*GOAL*. Reproduce the listing below without changes, except that pictures are left out.
### RECORDS FOR THIS EXERCISE
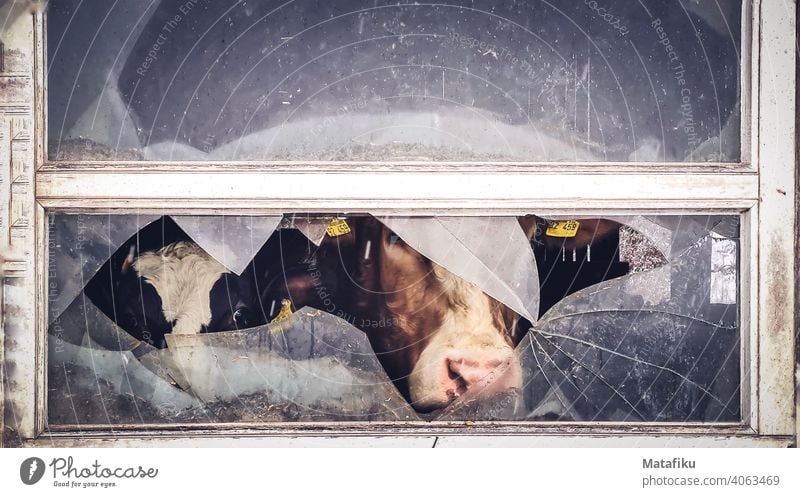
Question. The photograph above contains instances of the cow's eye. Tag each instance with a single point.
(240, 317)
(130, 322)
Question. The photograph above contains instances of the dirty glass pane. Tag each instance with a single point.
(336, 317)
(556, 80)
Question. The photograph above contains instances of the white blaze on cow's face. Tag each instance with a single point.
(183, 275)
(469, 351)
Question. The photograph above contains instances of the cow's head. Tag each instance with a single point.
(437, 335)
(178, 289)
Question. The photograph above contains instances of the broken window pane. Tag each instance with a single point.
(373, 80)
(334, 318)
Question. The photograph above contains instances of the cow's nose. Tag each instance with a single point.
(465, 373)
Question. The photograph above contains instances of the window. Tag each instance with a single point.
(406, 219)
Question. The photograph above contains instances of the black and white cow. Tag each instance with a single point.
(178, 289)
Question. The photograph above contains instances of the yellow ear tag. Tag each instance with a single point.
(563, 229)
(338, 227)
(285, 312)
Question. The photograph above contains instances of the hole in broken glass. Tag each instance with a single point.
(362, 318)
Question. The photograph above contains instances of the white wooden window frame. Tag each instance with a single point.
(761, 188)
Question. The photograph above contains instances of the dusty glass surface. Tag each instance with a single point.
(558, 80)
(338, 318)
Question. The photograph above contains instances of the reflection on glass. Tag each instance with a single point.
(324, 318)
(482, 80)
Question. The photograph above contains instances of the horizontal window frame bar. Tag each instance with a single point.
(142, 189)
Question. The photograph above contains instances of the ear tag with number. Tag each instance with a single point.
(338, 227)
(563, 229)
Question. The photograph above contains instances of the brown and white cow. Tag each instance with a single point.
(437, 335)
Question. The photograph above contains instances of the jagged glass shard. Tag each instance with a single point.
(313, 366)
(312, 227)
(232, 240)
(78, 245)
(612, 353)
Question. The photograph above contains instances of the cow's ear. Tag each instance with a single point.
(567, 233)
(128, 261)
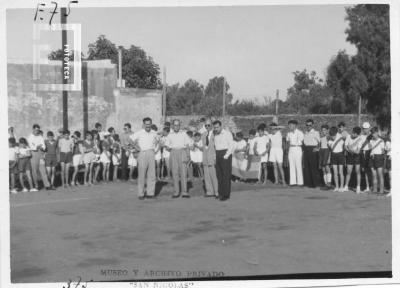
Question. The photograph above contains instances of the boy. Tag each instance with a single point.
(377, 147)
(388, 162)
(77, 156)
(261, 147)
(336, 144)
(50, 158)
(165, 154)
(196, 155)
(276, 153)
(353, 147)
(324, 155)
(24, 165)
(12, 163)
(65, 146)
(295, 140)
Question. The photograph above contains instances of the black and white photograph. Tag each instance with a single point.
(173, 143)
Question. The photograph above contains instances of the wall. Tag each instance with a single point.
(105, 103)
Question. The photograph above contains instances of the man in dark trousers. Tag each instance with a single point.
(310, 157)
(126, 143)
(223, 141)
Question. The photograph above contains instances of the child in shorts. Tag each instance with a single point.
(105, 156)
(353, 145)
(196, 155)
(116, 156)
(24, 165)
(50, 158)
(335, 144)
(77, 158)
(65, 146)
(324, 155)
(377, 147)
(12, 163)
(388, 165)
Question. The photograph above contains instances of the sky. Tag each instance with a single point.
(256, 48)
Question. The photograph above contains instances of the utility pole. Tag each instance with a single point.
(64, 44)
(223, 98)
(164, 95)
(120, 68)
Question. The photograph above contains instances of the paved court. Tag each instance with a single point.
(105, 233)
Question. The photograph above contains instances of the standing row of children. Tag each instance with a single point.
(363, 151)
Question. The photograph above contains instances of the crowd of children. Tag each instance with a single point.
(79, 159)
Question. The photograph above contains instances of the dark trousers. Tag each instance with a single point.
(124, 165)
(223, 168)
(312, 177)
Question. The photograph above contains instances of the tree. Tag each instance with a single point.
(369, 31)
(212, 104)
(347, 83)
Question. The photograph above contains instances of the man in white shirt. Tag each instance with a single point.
######
*THE OUTPUT*.
Question. The photograph above contains instances of the cow's eye. Tag each instance with a single point.
(240, 317)
(130, 322)
Question. The photograph above contains instances of the dirty glass pane. Tag each instance with a single point.
(336, 317)
(556, 80)
Question. The photograph above contains instances of the white blaze on cow's face. Tag each instance with a single point.
(183, 275)
(469, 351)
Question. The photograph above contains instances of the cow's head. Tag each instance with a single point.
(437, 335)
(178, 289)
Question. The photograph above contains instances of the broken window pane. Tag each instance with a single point.
(373, 80)
(334, 318)
Question. The photograph above contains instances of the cow's nose. Tag each instance with a single point.
(465, 373)
Question. The photograph above contains instances of the window. Tag each instance with a single point.
(406, 219)
Question. The photograph above contains instances of the black and white cow. Tag each instance with a single point.
(178, 289)
Question. The photograph above contains instances of the yellow ear tag. Tag each instance with a single point.
(563, 229)
(338, 227)
(285, 312)
Question. The photograph above contains instances of the hole in broken glass. Tag each instance with a single point.
(362, 318)
Question. The photograph above contains instances of the white wooden window frame. Tag each instance with a single point.
(761, 188)
Question. The photograph above contains instances of the dusty glass surface. Tag each instance with a single point.
(558, 80)
(338, 318)
Question. The photograph above contains instances of the reflection on glass. Tag each instance with a single point.
(324, 318)
(482, 80)
Question. The photograph above contains instances of the horizontal window frame bar. Tag each instance with a single point.
(142, 189)
Question. The photograph above contains instances of the ear tag with number. Tag each instance with a single point.
(338, 227)
(563, 229)
Question. The photograph above contains instances of the brown and white cow. Tag each instance with a single point.
(437, 335)
Question. The photograph above contains instances of the jagged glass shard. Tag each instance with a single point.
(313, 366)
(312, 227)
(232, 240)
(78, 245)
(612, 353)
Question. The photograph above contains instances of the cow's ear. Tag each instance with a single point.
(567, 233)
(128, 261)
Question. The photograph above contains instances of the boy. Tag each instance with a single point.
(377, 147)
(388, 162)
(77, 156)
(261, 147)
(336, 144)
(50, 158)
(165, 154)
(196, 155)
(276, 153)
(353, 147)
(324, 155)
(24, 165)
(12, 163)
(65, 146)
(295, 140)
Question. The photograph above contains instances of the black and white photograph. Tag each instance with a single point.
(173, 143)
Question. The photograph above contains instances of the wall. Tag each instance with a single point.
(105, 103)
Question. The photograph above contains instances of the man in dark trousers. Tag each instance with a single point.
(310, 157)
(126, 143)
(223, 141)
Question. The photograph above contains instances of the child in shorts. Tag each instance with a single point.
(105, 156)
(353, 145)
(196, 155)
(116, 156)
(24, 165)
(50, 158)
(335, 144)
(77, 158)
(65, 146)
(324, 155)
(377, 147)
(12, 163)
(388, 165)
Question. The photograph above contains instances of the sky. Tag each instance with a single point.
(256, 48)
Question. The photograph above contains instances of the utility pole. Tag each instance with a single point.
(64, 44)
(223, 98)
(164, 95)
(120, 68)
Question. The photograph above contains instances of the paved court. Tag each instance with a single point.
(105, 233)
Question. The photograph above contains instances of the standing row of children. Tag each instance with a single point.
(363, 151)
Question. The photograph above contains instances of the crowd of children. Tag each instance with a single point.
(79, 159)
Question. The photograph above contains instances of the dark trousers. Tag each instance with a single point.
(124, 165)
(223, 168)
(312, 177)
Question. The photograph above contains instances of the tree. Tag each instance with a single point.
(369, 31)
(212, 104)
(347, 83)
Question. The photograph above contains instances of the man in white shirt. Tag each instance with a single point.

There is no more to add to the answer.